Exercise objective: Make a verbatim copy of the entries below; pictures stay out.
##### Data for this exercise #####
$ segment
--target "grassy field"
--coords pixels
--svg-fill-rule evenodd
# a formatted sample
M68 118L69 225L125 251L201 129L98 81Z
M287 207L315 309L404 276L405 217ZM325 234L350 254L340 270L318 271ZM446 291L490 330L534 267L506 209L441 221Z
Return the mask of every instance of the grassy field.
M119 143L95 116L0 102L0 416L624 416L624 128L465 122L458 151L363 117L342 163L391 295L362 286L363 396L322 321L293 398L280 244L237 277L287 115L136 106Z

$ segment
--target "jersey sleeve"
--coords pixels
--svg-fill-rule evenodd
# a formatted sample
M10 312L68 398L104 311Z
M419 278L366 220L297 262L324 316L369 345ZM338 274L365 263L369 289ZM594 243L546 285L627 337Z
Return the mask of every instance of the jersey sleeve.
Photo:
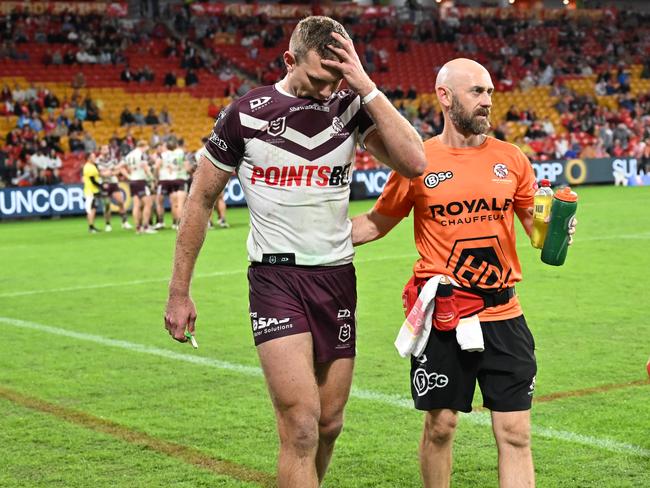
M375 210L388 217L406 217L412 208L411 180L393 171L375 203Z
M244 140L237 102L231 103L219 113L203 155L224 171L232 171L244 157Z
M537 183L535 171L528 158L519 149L517 149L517 163L521 170L515 192L514 206L517 208L531 208L533 206Z
M358 143L363 145L365 144L366 137L368 137L368 134L372 133L376 129L375 122L370 118L370 115L368 112L366 112L365 107L363 104L361 104L361 107L359 108L359 111L357 112L357 116L359 117L359 139Z

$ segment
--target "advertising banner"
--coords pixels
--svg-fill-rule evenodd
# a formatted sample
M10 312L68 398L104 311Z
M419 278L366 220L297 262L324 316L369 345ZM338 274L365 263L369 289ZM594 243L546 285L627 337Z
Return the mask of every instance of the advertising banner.
M536 179L548 179L552 186L650 183L650 175L637 177L635 158L569 159L535 162L532 165ZM355 171L350 182L350 198L362 200L378 197L389 175L387 168ZM124 201L130 208L129 187L126 183L120 184L120 187ZM226 185L224 198L229 207L246 205L244 190L236 177L232 177ZM167 201L165 207L169 208ZM0 219L83 214L83 188L79 184L0 189Z

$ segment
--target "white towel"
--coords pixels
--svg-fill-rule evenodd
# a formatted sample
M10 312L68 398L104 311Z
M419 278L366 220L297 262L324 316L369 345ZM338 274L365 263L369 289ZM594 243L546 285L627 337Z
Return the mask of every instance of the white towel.
M443 275L434 275L427 280L397 333L395 347L403 358L409 355L419 357L424 352L427 342L429 342L431 319L435 307L434 298L438 291L438 283L440 283L442 277ZM449 279L453 285L458 286L453 279ZM456 340L463 351L482 352L484 350L483 331L481 330L478 315L472 315L460 320L456 328Z
M463 351L483 352L483 330L478 315L460 319L456 327L456 341Z
M432 276L422 287L418 299L399 329L395 347L403 358L409 354L419 356L424 351L431 333L431 316L438 283L443 275Z

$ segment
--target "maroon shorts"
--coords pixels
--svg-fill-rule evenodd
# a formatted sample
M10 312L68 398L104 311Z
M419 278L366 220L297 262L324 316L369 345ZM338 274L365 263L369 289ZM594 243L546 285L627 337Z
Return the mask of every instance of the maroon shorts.
M132 197L148 197L151 195L149 185L145 180L131 180L129 181L129 188L131 189Z
M103 187L102 193L107 196L111 196L113 193L116 192L122 192L120 189L119 185L117 183L107 183L105 187Z
M181 189L180 180L160 180L158 182L158 195L171 195ZM184 187L183 187L184 188Z
M309 332L317 363L356 354L357 278L352 264L248 268L255 345Z

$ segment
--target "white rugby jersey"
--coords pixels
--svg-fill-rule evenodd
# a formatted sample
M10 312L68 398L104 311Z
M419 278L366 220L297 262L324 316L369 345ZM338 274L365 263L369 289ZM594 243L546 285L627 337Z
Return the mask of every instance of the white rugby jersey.
M124 158L129 167L129 180L148 180L149 176L144 167L148 164L147 155L137 147Z
M159 180L177 179L178 175L177 175L177 166L176 166L176 159L177 159L176 151L165 150L160 155L160 159L162 159L162 163L160 165L158 179Z
M99 174L101 175L104 172L110 172L110 176L102 176L102 183L117 183L117 176L113 173L117 167L117 160L112 158L109 154L105 156L99 156L95 161Z
M251 262L352 262L355 148L374 128L350 90L320 101L264 86L219 114L203 154L218 168L237 171L251 215Z
M179 180L187 180L190 175L185 169L185 151L181 147L177 147L172 151L174 154L174 164L176 165L176 178Z

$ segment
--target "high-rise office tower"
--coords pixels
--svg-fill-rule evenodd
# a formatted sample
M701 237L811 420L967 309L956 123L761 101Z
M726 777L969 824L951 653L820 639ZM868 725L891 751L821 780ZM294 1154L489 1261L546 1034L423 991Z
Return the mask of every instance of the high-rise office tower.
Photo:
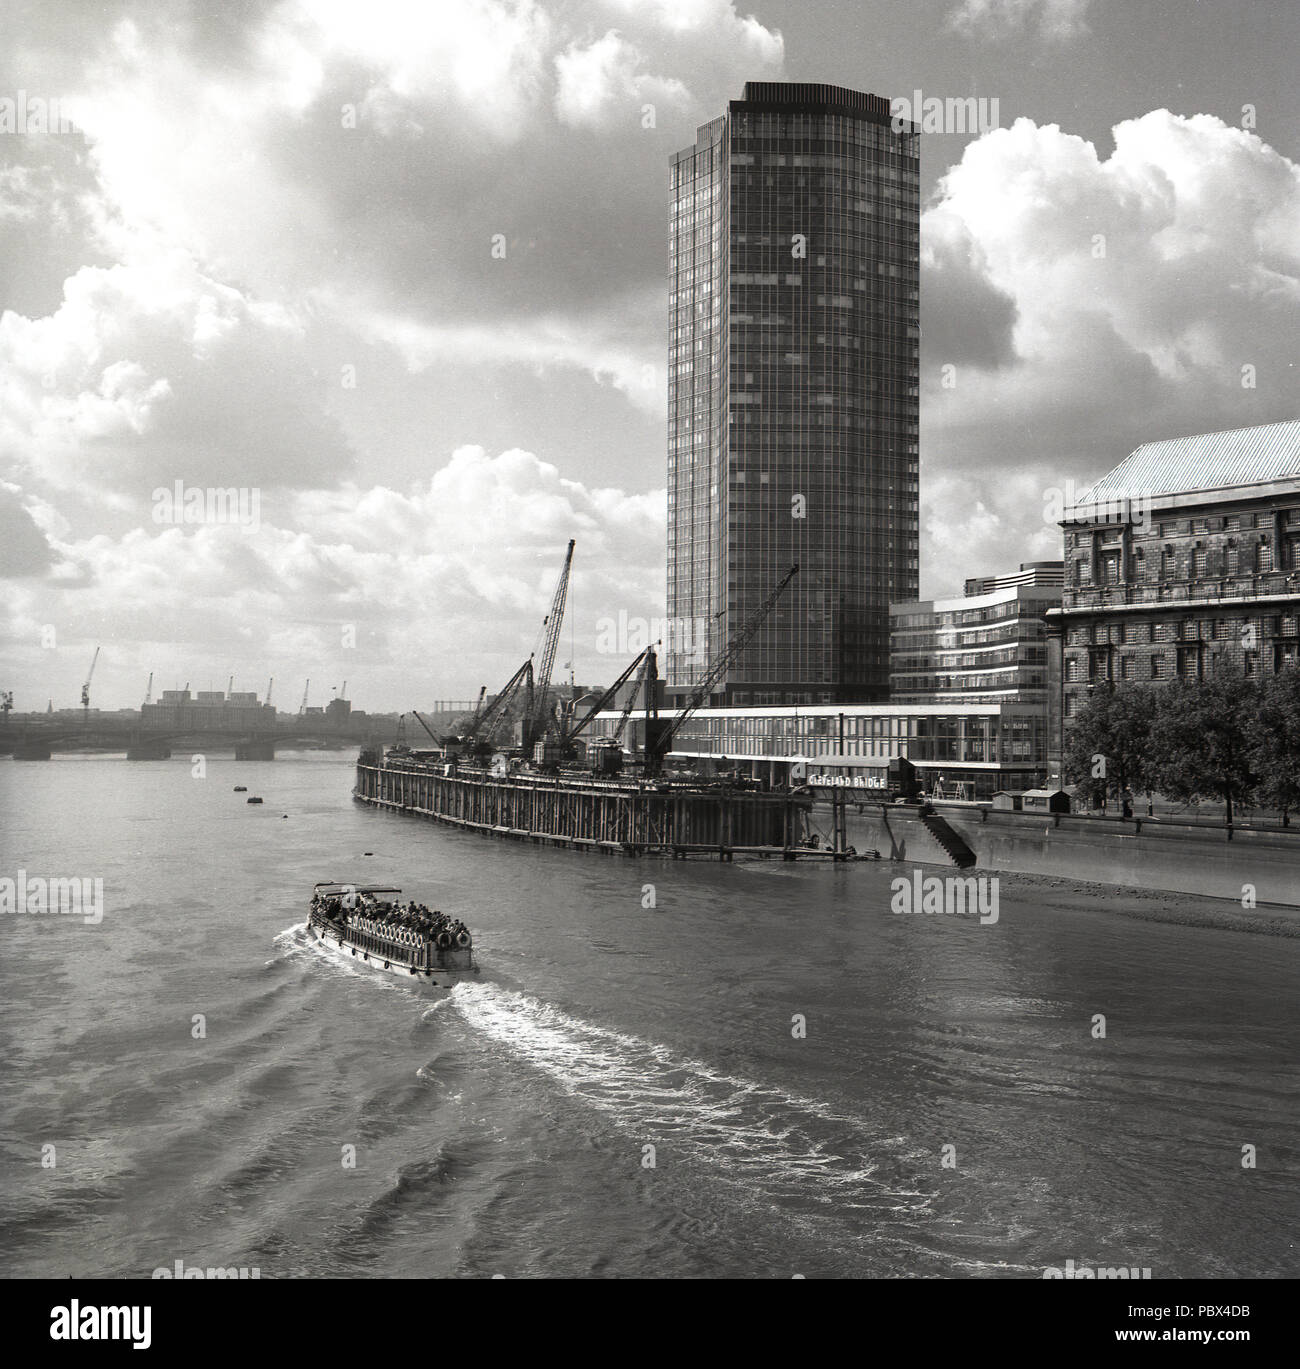
M670 694L786 569L716 703L870 702L918 594L919 134L889 101L748 82L672 158Z

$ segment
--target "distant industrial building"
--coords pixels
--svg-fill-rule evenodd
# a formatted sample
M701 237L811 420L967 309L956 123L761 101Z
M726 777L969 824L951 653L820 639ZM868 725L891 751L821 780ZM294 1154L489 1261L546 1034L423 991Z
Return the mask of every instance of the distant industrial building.
M1048 609L1060 561L966 581L961 599L894 604L889 697L907 703L1033 703L1047 708Z
M275 726L275 709L259 703L255 693L164 689L157 703L141 705L140 723L146 729L168 731L253 732Z
M883 701L919 565L919 133L751 81L670 186L668 694L797 563L710 702Z
M1061 526L1058 765L1062 729L1098 686L1256 678L1300 658L1300 419L1145 443Z

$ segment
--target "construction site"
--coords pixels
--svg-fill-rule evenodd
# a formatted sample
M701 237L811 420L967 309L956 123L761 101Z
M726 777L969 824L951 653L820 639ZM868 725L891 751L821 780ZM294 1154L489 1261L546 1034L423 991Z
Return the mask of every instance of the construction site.
M481 689L472 713L447 732L412 710L409 716L425 734L419 745L410 744L404 714L391 746L361 753L355 798L484 836L628 855L854 859L842 805L831 830L819 833L811 821L812 796L803 787L773 790L738 777L706 777L673 756L674 739L707 704L798 567L786 571L708 663L680 707L661 712L651 645L580 708L576 698L551 685L573 548L570 541L540 651L498 693ZM634 717L635 729L629 727ZM592 740L597 718L605 726Z

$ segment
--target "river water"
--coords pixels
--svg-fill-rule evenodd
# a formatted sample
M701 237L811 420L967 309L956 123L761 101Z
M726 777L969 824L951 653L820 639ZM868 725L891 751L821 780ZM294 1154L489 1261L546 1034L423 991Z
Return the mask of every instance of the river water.
M104 890L3 919L0 1272L1297 1272L1295 940L485 841L351 763L0 760L0 875ZM454 912L480 973L340 964L322 879Z

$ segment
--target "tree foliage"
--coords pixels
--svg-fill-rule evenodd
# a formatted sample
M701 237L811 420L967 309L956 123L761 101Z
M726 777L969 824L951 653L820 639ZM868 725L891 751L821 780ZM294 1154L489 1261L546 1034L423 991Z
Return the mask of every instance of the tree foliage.
M1091 803L1150 793L1156 692L1145 685L1094 690L1071 722L1065 777Z
M1300 810L1300 668L1262 683L1217 671L1153 688L1094 690L1070 720L1067 782L1092 803L1158 792L1217 799L1231 825L1262 803L1285 820Z
M1177 680L1159 692L1151 728L1156 788L1171 799L1221 799L1228 825L1256 785L1249 728L1258 710L1252 680L1226 672Z
M1300 808L1300 668L1291 666L1260 685L1248 734L1259 800L1286 822Z

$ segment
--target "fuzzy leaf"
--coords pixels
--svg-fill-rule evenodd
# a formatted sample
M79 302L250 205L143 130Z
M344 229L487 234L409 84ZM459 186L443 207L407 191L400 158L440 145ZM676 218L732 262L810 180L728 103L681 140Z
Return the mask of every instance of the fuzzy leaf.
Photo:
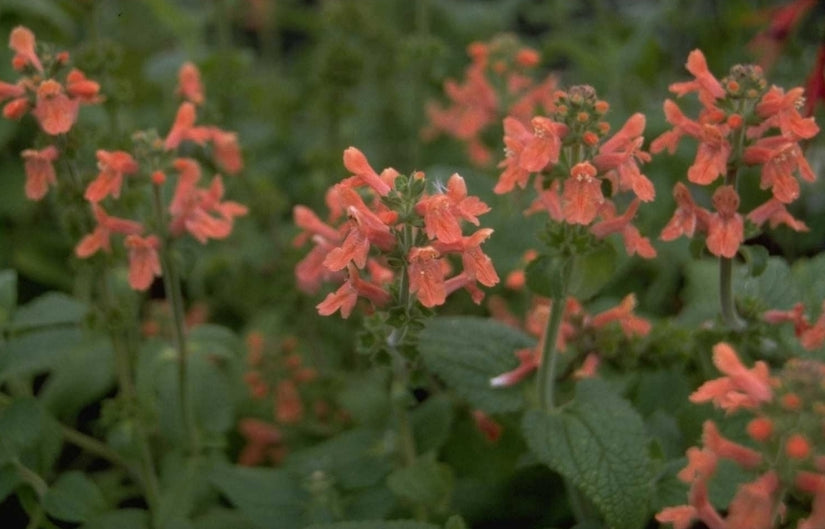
#####
Solved exercise:
$ segment
--target "grassy field"
--coords pixels
--svg-fill-rule evenodd
# a formatted sample
M68 118L69 225L125 251L201 129L98 81Z
M287 207L315 309L404 276L405 217ZM325 234L350 254L340 270L318 271ZM446 291L490 330L534 267L506 209L441 221Z
Return the mask of every instance of the grassy field.
M119 143L95 116L0 102L0 416L624 416L624 128L465 122L458 151L363 117L342 163L391 295L362 286L363 396L322 321L293 398L280 244L237 277L287 115L136 106Z

$ segment
--target "jersey sleeve"
--coords pixels
--svg-fill-rule evenodd
# a formatted sample
M10 312L68 398L104 311Z
M419 278L366 220L297 262L324 316L369 345ZM338 274L365 263L369 289ZM594 243L546 285L627 337Z
Return the mask of every instance of the jersey sleeve.
Photo:
M375 210L388 217L406 217L412 208L411 180L393 171L375 203Z
M244 140L237 102L231 103L219 113L203 155L224 171L232 171L244 157Z
M537 183L535 171L528 158L519 149L517 149L517 163L521 170L515 192L514 206L517 208L531 208L533 206Z
M358 143L363 145L365 144L366 137L368 137L368 134L372 133L376 129L375 122L370 118L370 115L368 112L366 112L365 107L363 104L361 104L361 107L359 108L359 111L357 112L357 116L359 117L359 139Z

$ segment
--target "advertising banner"
--coords pixels
--svg-fill-rule evenodd
# a formatted sample
M10 312L68 398L104 311Z
M419 278L366 220L297 262L324 316L369 345ZM338 274L365 263L369 289ZM594 243L546 285L627 337Z
Return the mask of every instance of the advertising banner.
M536 179L548 179L552 186L650 183L650 175L637 177L635 158L569 159L535 162L532 165ZM355 171L350 182L350 198L362 200L378 197L389 175L387 168ZM124 201L130 208L129 187L126 183L120 184L120 187ZM226 185L224 198L229 207L246 205L244 190L236 177L232 177ZM167 201L165 207L169 208ZM0 219L83 214L83 188L79 184L0 189Z

$ segment
--target "white towel"
--coords pixels
--svg-fill-rule evenodd
# a formatted sample
M10 312L68 398L104 311Z
M419 278L366 220L297 262L324 316L369 345ZM338 274L365 263L369 289ZM594 243L546 285L627 337Z
Return the mask of every instance of the white towel.
M443 275L434 275L427 280L397 333L395 347L403 358L409 355L419 357L424 352L427 342L429 342L431 319L435 307L434 298L438 291L438 283L440 283L442 277ZM449 279L453 285L458 286L453 279ZM456 340L463 351L482 352L484 350L483 331L481 330L478 315L472 315L460 320L456 328Z
M463 351L483 352L483 330L478 315L460 319L456 327L456 341Z
M432 276L422 287L418 299L399 329L395 347L403 358L409 354L419 356L424 351L431 333L431 316L438 283L443 275Z

$ segment
--target "maroon shorts"
--coords pixels
--svg-fill-rule evenodd
# a formatted sample
M10 312L68 398L104 311Z
M419 278L366 220L297 262L324 316L369 345ZM338 274L365 263L369 289ZM594 243L546 285L627 337Z
Return the mask of every instance of the maroon shorts.
M132 197L148 197L151 195L149 185L145 180L131 180L129 181L129 188L131 189Z
M103 187L102 193L107 196L111 196L113 193L116 192L122 192L120 189L119 185L117 183L107 183L105 187Z
M181 189L180 180L160 180L158 182L158 195L171 195ZM184 187L183 187L184 188Z
M309 332L317 363L356 354L357 278L352 264L248 268L255 345Z

$ segment
--target "white rugby jersey"
--coords pixels
--svg-fill-rule evenodd
# a formatted sample
M10 312L68 398L104 311Z
M419 278L366 220L297 262L324 316L369 345ZM338 274L365 263L369 289ZM594 243L546 285L627 337Z
Return the mask of every instance of the white rugby jersey.
M124 158L129 167L129 180L148 180L149 176L144 167L148 164L147 155L137 147Z
M159 180L177 179L178 175L177 175L177 166L176 166L176 159L177 159L176 151L165 150L160 155L160 159L162 159L162 163L160 165L158 179Z
M99 174L101 175L104 172L110 172L110 176L102 176L102 183L117 183L117 176L113 173L117 167L117 160L112 158L109 154L105 156L99 156L95 161Z
M251 262L352 262L355 148L374 128L350 90L320 101L264 86L219 114L203 154L218 168L237 171L251 215Z
M179 180L187 180L190 175L185 169L185 151L181 147L177 147L172 151L174 154L174 164L176 165L176 178Z

$ segment
--target "high-rise office tower"
--coords pixels
--svg-fill-rule evenodd
# a formatted sample
M701 237L811 420L967 309L956 123L761 101Z
M726 777L969 824L951 653L820 639ZM868 725L891 751L821 780ZM294 1154L489 1261L546 1034L423 991Z
Return the mask of every instance of the high-rise office tower.
Photo:
M670 694L786 569L716 703L870 702L918 594L919 134L889 101L748 82L672 158Z

$ segment
--target "distant industrial building"
--coords pixels
--svg-fill-rule evenodd
# a formatted sample
M701 237L811 420L967 309L956 123L761 101Z
M726 777L969 824L951 653L820 639ZM868 725L891 751L821 780ZM294 1154L489 1261L546 1034L423 991Z
Return the mask of every instance of the distant industrial building.
M1048 609L1060 561L966 581L961 599L894 604L889 697L907 703L1033 703L1047 708Z
M275 726L275 709L259 703L255 693L164 689L157 703L141 705L140 723L146 729L168 731L253 732Z
M883 701L919 565L919 133L751 81L670 186L668 694L797 563L710 702Z
M1061 526L1058 765L1062 729L1098 686L1256 678L1300 658L1300 419L1145 443Z

$ segment
--target "construction site"
--coords pixels
--svg-fill-rule evenodd
# a formatted sample
M701 237L811 420L967 309L956 123L761 101Z
M726 777L969 824L951 653L820 639ZM868 725L891 751L821 780ZM294 1154L489 1261L546 1034L423 991Z
Return the mask of every instance of the construction site.
M481 689L472 713L447 732L412 710L409 716L425 734L419 745L410 744L404 714L391 746L361 753L355 798L484 836L628 855L854 859L842 805L831 830L819 833L811 821L812 796L803 787L773 790L738 777L706 777L673 756L674 739L707 704L798 567L786 571L708 663L680 707L661 712L651 645L580 708L576 698L551 685L573 548L570 541L540 651L498 693ZM634 717L635 729L629 727ZM592 740L597 718L605 726Z

$ segment
--target "river water"
--coords pixels
--svg-fill-rule evenodd
# a formatted sample
M701 237L811 420L967 309L956 123L761 101Z
M726 777L969 824L951 653L820 639ZM868 725L891 751L821 780ZM294 1154L489 1261L546 1034L423 991Z
Return the mask of every instance of the river water.
M104 890L3 919L0 1272L1297 1272L1295 940L485 841L351 763L0 760L0 875ZM454 912L480 973L340 964L322 879Z

$ segment
--target "tree foliage"
--coords pixels
--svg-fill-rule evenodd
# a formatted sample
M701 237L811 420L967 309L956 123L761 101Z
M726 777L969 824L951 653L820 639ZM868 725L891 751L821 780ZM294 1154L489 1261L546 1034L423 991Z
Return the mask of every instance of the tree foliage.
M1091 803L1150 793L1156 692L1145 685L1094 690L1071 722L1065 777Z
M1300 810L1300 668L1262 683L1217 671L1153 688L1094 690L1070 720L1067 782L1092 803L1158 792L1217 799L1231 825L1262 803L1285 820Z
M1177 680L1159 692L1151 728L1156 788L1171 799L1221 799L1228 825L1256 785L1249 728L1258 710L1252 680L1226 672Z
M1300 808L1300 668L1291 666L1260 685L1248 734L1259 800L1286 822Z

$ segment
--target "fuzzy leaf"
--coords pixels
--svg-fill-rule evenodd
# a formatted sample
M79 302L250 205L143 130Z
M344 229L487 234L409 84ZM459 186L443 207L407 191L400 158L440 145ZM676 218L732 262L810 180L728 103L681 140Z
Return the mask of every instance of the fuzzy leaf.
Photo:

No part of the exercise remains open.